● **Set of tasks**:
1. List every award named in the Paul Tasch biography.
2. Carry on the Paul Tasch biography from its final sentence.

● **Text passage**:
- Born: November 28, 1910 New York City
- Died: July 13, 2001 (aged 90) Wichita, Kansas
- Education: State University of Iowa
- Known for: clam shrimp
- Awards: Fellow of the Geological Society of America, Fellow of the American Association for the Advancement of Science, Fellow of the Paleontological Society, Antarctic Service Medal
- Scientific career
- Fields: Invertebrate paleontology
- Workplaces: University of Connecticut, North Dakota Agriculture College, Moorhead State University, Wichita State University

= Paul Tasch =

American paleontologist

Paul Tasch (born November 28, 1910, in New York City, died July 13, 2001, in Wichita, Kansas) was an American paleontologist.

Tasch served in the US Army Signal Corps during World War II. He graduated from City College of New York with a bachelor's degree in 1948, and from Pennsylvania State University with a master's degree in 1950. Tasch received his doctorate in 1952 from the State University of Iowa, and was an instructor at the University of Connecticut and from 1953 assistant professor at the North Dakota Agriculture College. In 1954 he became an associate professor at Moorhead State University and in 1955 professor at Wichita State University. He retired in 1982.

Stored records
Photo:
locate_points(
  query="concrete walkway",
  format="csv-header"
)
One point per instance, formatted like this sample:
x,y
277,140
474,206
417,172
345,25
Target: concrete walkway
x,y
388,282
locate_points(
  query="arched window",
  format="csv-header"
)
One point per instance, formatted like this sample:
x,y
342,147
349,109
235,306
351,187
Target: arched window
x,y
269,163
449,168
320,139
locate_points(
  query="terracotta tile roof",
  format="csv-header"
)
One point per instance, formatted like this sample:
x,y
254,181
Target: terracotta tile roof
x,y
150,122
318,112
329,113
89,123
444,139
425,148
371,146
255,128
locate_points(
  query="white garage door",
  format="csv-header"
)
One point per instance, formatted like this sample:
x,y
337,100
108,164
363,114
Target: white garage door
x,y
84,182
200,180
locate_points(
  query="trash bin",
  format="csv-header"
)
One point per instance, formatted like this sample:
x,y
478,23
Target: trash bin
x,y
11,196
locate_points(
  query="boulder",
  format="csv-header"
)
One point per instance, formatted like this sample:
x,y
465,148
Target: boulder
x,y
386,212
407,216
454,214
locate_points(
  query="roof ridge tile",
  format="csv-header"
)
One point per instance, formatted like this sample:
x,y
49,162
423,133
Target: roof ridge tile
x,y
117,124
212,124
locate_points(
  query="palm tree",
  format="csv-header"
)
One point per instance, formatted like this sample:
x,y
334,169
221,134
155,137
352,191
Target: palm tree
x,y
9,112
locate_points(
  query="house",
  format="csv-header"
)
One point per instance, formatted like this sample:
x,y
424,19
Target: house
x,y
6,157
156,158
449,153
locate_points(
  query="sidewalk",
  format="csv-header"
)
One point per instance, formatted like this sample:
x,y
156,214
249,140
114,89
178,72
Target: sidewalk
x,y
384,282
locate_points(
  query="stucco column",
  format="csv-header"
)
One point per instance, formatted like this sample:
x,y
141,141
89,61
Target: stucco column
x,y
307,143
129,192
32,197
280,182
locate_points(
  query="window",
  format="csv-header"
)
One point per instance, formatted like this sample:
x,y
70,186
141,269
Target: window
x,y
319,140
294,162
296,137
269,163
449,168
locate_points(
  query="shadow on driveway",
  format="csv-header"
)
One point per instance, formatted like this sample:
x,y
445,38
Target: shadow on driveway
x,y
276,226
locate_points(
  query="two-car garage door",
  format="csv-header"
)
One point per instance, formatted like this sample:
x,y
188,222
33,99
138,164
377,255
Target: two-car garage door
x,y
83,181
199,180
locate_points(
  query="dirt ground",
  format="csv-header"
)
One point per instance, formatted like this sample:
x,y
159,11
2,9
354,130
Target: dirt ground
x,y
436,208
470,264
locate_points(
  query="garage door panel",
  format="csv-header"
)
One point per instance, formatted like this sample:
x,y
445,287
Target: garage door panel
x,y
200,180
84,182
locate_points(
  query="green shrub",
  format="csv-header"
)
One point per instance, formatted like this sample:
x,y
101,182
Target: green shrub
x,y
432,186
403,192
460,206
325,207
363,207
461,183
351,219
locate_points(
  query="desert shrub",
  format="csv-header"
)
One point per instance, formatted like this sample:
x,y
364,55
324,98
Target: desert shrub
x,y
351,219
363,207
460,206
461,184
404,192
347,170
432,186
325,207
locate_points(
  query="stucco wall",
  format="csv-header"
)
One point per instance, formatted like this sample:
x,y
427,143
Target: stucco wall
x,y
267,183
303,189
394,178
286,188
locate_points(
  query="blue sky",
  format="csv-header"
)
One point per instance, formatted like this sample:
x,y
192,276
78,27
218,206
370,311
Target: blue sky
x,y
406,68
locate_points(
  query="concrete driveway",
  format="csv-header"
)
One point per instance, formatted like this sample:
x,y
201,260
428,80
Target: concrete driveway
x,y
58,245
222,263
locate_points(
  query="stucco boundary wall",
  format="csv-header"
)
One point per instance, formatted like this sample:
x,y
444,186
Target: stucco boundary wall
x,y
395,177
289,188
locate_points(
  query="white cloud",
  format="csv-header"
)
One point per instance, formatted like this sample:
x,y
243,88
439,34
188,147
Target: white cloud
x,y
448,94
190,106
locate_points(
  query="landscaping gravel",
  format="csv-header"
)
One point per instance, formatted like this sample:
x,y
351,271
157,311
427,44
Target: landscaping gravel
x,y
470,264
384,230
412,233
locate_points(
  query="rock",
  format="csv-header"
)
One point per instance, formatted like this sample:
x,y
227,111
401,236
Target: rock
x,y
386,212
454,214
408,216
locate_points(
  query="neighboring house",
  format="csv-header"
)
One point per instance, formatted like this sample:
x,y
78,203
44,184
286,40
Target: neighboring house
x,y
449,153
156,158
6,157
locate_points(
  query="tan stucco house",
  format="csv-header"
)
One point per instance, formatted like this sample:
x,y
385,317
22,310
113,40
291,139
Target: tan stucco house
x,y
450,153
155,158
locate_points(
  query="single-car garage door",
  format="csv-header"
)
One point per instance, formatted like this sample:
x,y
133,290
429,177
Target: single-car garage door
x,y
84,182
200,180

* * *

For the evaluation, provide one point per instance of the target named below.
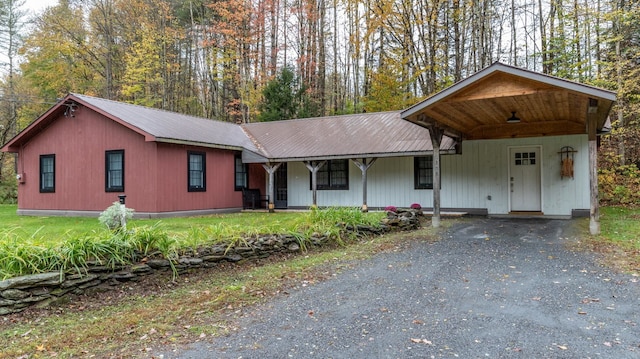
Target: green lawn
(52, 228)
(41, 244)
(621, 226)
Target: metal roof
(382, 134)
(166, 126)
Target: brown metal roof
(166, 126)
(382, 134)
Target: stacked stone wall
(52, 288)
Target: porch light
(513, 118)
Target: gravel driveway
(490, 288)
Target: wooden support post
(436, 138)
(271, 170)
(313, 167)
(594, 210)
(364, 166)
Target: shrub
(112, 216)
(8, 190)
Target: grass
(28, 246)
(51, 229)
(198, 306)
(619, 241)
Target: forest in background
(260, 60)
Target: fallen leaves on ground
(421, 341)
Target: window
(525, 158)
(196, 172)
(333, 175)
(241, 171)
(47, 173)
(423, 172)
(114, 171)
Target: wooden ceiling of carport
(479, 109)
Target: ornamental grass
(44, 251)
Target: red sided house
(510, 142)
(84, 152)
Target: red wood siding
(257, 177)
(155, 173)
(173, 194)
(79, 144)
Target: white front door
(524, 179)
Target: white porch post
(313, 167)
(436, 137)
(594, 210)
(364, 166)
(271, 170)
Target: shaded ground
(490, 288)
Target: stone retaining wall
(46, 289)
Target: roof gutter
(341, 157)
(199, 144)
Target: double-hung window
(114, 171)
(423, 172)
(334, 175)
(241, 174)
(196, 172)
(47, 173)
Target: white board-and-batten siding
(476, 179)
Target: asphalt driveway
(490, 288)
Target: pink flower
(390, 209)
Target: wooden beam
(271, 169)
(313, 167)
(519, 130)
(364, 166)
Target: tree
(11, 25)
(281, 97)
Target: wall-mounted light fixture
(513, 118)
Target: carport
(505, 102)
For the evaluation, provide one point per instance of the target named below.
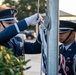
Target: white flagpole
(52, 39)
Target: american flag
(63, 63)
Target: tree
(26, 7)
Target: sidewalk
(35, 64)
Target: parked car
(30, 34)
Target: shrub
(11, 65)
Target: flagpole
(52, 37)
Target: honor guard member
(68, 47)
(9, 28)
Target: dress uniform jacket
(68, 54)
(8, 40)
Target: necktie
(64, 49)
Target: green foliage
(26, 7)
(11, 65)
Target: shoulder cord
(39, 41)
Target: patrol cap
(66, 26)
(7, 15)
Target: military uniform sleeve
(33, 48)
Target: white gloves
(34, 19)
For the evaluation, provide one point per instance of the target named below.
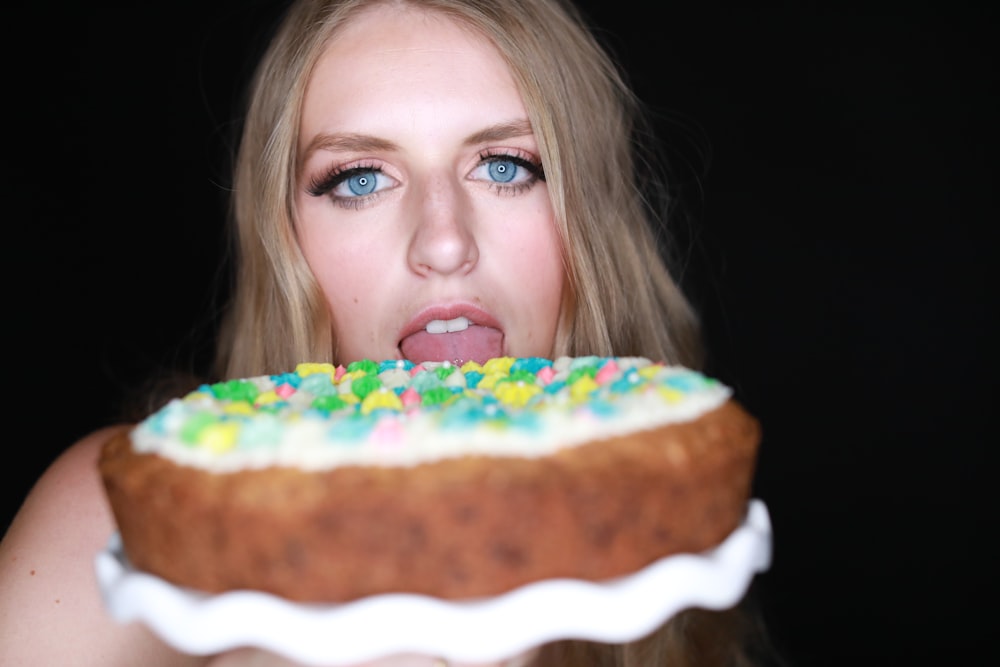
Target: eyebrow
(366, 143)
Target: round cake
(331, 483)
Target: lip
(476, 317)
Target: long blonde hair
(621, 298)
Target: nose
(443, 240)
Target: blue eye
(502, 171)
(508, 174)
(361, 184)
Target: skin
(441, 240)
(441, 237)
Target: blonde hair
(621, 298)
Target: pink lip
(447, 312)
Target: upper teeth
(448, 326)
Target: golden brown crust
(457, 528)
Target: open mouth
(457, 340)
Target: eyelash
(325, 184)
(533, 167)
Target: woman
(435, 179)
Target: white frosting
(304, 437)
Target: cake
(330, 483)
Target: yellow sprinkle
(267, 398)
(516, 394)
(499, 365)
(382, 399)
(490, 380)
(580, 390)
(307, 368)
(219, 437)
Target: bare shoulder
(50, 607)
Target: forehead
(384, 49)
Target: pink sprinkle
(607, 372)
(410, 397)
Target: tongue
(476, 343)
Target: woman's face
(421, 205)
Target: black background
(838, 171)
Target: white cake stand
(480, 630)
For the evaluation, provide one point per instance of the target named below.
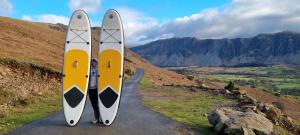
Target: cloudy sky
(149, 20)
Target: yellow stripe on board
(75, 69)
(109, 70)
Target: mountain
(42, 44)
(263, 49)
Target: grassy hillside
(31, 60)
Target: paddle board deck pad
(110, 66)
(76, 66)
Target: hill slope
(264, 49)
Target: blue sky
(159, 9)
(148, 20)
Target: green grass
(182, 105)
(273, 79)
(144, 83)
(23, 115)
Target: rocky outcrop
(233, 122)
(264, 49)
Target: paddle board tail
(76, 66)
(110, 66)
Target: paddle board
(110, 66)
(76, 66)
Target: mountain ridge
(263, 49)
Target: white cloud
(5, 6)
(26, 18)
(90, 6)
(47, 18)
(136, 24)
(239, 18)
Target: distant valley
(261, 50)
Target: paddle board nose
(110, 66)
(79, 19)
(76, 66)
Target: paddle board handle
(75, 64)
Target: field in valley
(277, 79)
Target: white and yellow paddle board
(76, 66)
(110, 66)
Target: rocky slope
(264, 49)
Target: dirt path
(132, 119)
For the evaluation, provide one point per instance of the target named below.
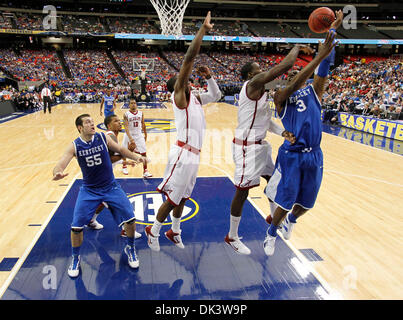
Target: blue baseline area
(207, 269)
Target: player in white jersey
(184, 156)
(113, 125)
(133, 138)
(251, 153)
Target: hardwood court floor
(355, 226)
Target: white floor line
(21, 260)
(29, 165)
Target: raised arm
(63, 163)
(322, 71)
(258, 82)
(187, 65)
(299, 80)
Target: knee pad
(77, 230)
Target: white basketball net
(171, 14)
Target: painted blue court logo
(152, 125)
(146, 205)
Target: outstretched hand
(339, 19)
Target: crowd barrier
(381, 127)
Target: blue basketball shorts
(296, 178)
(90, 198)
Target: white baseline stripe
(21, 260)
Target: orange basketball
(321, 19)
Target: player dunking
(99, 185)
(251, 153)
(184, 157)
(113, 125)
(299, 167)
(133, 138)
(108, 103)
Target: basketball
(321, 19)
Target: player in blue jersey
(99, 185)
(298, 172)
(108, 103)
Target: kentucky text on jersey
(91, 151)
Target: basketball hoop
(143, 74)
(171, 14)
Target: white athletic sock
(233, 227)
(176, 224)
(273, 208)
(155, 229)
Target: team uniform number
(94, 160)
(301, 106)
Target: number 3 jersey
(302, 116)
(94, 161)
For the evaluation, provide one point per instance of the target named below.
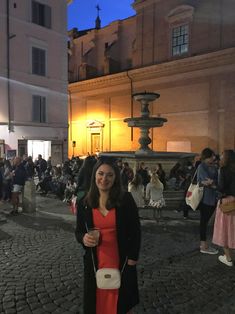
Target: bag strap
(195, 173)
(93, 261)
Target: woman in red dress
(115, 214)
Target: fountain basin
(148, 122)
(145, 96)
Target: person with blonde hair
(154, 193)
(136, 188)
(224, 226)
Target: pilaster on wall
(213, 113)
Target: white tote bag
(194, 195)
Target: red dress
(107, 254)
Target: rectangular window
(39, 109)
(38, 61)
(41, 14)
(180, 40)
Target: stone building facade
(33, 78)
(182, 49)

● **Outputs in order**:
1.
Fellow of the Geological Society of America
Fellow of the American Association for the Advancement of Science
Fellow of the Paleontological Society
Antarctic Service Medal

2.
As a paleontologist, he studied Conchostraca. He used the paleogeography of fossil clam shrimp in the southern hemisphere (including Antarctica) and the clues that result from it to support the theory of continental drift. He also did research on fossil bacteria in Permian salt formations, and in the history of geology (especially Charles Darwin and Charles Lyell).

He contributed the Branchiopoda chapter to the Arthropoda volume of the Treatise on Invertebrate Paleontology.

In 1970 he received the Antarctic Service Medal from the US Congress. Tasch Peak in the Crary Mountains in Antarctica is named after him.